The circles on the drawn map represent the possible area of the selected WiFi network. This is determined by drawing a circle with the centre being the latitude and longitude of the recording location, and the radius of the circle being the distance away from the WiFi network in metres (calculated using dBm).

Also, using the math proposed by this article allowed me to check if a circle was fully inside of another circle. This was implemented to ensure we see the most accurate possible readings and reduce the number of massive inaccurate circles. My implementation isn’t perfect thought, there are cases where circles are hidden, despite the fact that they further decrease the possible network area. However, creating a perfect solution would be very difficult, time-consuming and overkill for what we are trying to achieve here.

A change I made to the solution in general, was giving the ability to use multiple WiFi networks when drawing the map - this was done to support mesh networks and is handled by the select_network_bssids method.

Initial Demonstration

By driving down the yellow road in the image below, I captured 5 entries for a network which, when entered into the program, produced the below map (all text has been removed for privacy and security). The blue circle represents the area where the WiFi network could be located. I have also denoted the actual location of the WiFi network with a red cross for comparison.

Segmentation annotation records
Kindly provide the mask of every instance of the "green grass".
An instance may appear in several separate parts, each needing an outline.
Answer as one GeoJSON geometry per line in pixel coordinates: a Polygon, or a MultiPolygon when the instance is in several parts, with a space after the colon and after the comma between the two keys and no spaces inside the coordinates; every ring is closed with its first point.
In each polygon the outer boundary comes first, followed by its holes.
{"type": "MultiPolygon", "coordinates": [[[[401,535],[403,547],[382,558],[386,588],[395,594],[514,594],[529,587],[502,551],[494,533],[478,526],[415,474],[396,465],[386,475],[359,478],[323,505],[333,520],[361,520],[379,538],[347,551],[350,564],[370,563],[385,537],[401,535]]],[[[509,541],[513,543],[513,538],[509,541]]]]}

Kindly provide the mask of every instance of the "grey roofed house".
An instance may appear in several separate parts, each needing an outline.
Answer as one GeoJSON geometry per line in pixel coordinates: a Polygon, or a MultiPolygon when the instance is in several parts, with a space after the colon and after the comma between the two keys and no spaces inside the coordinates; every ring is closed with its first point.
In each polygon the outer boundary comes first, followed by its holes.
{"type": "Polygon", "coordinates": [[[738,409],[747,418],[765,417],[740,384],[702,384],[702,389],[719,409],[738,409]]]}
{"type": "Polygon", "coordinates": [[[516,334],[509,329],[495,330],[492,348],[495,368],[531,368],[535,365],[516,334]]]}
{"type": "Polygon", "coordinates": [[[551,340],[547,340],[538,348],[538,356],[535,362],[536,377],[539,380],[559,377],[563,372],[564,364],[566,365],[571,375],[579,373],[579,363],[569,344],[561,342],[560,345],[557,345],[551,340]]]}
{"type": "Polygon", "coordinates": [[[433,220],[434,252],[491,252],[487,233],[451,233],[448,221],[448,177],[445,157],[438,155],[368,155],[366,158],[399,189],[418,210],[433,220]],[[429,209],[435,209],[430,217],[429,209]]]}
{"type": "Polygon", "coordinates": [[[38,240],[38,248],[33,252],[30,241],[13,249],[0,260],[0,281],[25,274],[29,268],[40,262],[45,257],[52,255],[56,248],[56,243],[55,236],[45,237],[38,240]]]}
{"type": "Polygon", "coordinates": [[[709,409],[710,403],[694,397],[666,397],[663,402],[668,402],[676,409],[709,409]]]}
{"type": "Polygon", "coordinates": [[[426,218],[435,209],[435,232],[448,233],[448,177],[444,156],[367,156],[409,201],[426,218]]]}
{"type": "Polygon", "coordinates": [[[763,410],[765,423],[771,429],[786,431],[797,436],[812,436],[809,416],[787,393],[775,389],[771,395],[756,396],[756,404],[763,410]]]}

PROBLEM DESCRIPTION – Reproduce the WiFi mapping text in full, word for word. These lines have no connection to the WiFi mapping text.

TASK RESULT –
The circles on the drawn map represent the possible area of the selected WiFi network. This is determined by drawing a circle with the centre being the latitude and longitude of the recording location, and the radius of the circle being the distance away from the WiFi network in metres (calculated using dBm).

Also, using the math proposed by this article allowed me to check if a circle was fully inside of another circle. This was implemented to ensure we see the most accurate possible readings and reduce the number of massive inaccurate circles. My implementation isn’t perfect thought, there are cases where circles are hidden, despite the fact that they further decrease the possible network area. However, creating a perfect solution would be very difficult, time-consuming and overkill for what we are trying to achieve here.

A change I made to the solution in general, was giving the ability to use multiple WiFi networks when drawing the map - this was done to support mesh networks and is handled by the select_network_bssids method.

Initial Demonstration

By driving down the yellow road in the image below, I captured 5 entries for a network which, when entered into the program, produced the below map (all text has been removed for privacy and security). The blue circle represents the area where the WiFi network could be located. I have also denoted the actual location of the WiFi network with a red cross for comparison.